● What you should do:
Without omitting anything, return the records precisely as given.

● Data for this exercise:

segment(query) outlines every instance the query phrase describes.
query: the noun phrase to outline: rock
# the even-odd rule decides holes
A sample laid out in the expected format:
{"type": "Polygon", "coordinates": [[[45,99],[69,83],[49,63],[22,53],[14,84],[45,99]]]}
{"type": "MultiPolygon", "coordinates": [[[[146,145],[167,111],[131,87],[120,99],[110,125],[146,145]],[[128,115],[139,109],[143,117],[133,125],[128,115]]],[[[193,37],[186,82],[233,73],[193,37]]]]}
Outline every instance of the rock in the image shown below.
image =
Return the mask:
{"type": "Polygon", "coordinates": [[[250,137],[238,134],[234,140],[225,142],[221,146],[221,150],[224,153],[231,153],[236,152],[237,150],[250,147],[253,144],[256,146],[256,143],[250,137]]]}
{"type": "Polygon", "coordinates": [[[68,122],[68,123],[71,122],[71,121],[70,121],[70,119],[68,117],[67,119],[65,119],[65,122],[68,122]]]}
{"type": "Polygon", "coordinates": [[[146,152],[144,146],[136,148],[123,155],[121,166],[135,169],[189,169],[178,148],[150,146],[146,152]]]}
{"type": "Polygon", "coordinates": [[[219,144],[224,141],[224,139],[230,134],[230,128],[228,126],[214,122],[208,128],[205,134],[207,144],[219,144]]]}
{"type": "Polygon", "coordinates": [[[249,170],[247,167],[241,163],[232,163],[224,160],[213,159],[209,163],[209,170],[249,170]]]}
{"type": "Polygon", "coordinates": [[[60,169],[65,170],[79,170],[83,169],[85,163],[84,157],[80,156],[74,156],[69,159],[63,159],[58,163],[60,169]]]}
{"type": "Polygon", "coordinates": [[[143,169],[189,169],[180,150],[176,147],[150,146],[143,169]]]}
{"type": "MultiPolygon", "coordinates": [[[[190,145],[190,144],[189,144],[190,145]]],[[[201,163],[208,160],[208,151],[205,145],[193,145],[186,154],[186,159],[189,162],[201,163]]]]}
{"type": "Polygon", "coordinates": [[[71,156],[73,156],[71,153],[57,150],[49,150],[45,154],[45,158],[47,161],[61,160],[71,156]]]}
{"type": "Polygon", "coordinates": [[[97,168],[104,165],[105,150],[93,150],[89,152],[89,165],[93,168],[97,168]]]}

● Answer to the exercise:
segment(query) outlines every instance the query phrase describes.
query: the noun phrase to outline: rock
# the even-odd rule decides holes
A sample laid out in the expected format:
{"type": "Polygon", "coordinates": [[[45,99],[69,83],[49,63],[22,53],[14,84],[45,99]]]}
{"type": "MultiPolygon", "coordinates": [[[[146,145],[167,111],[131,87],[120,99],[110,125],[146,145]],[[128,115],[139,109],[143,117],[133,125],[128,115]]],[[[193,37],[186,82],[233,73],[193,37]]]]}
Outline every instance of the rock in the image shown below.
image =
Return the mask:
{"type": "Polygon", "coordinates": [[[250,137],[238,134],[234,140],[225,142],[221,146],[221,150],[224,153],[231,153],[236,152],[237,150],[250,147],[253,144],[256,146],[256,143],[250,137]]]}
{"type": "Polygon", "coordinates": [[[68,122],[68,123],[71,122],[71,121],[70,121],[70,119],[68,117],[67,119],[65,119],[65,122],[68,122]]]}
{"type": "Polygon", "coordinates": [[[146,152],[144,146],[136,148],[123,155],[121,166],[135,169],[189,169],[178,148],[150,146],[146,152]]]}
{"type": "Polygon", "coordinates": [[[219,144],[224,141],[224,139],[230,134],[230,128],[228,126],[214,122],[208,128],[205,134],[207,144],[219,144]]]}
{"type": "Polygon", "coordinates": [[[249,170],[247,167],[241,163],[232,163],[224,160],[213,159],[209,163],[209,170],[249,170]]]}
{"type": "Polygon", "coordinates": [[[60,169],[65,170],[79,170],[83,169],[85,163],[84,157],[80,156],[74,156],[69,159],[63,159],[58,163],[60,169]]]}
{"type": "Polygon", "coordinates": [[[143,169],[189,169],[180,150],[176,147],[150,146],[143,169]]]}
{"type": "MultiPolygon", "coordinates": [[[[190,145],[190,144],[189,144],[190,145]]],[[[201,163],[208,160],[208,151],[205,145],[193,145],[186,154],[186,159],[189,162],[201,163]]]]}
{"type": "Polygon", "coordinates": [[[71,156],[73,156],[71,153],[57,150],[49,150],[45,154],[45,158],[47,161],[61,160],[71,156]]]}
{"type": "Polygon", "coordinates": [[[97,168],[104,165],[105,150],[93,150],[89,152],[89,165],[93,168],[97,168]]]}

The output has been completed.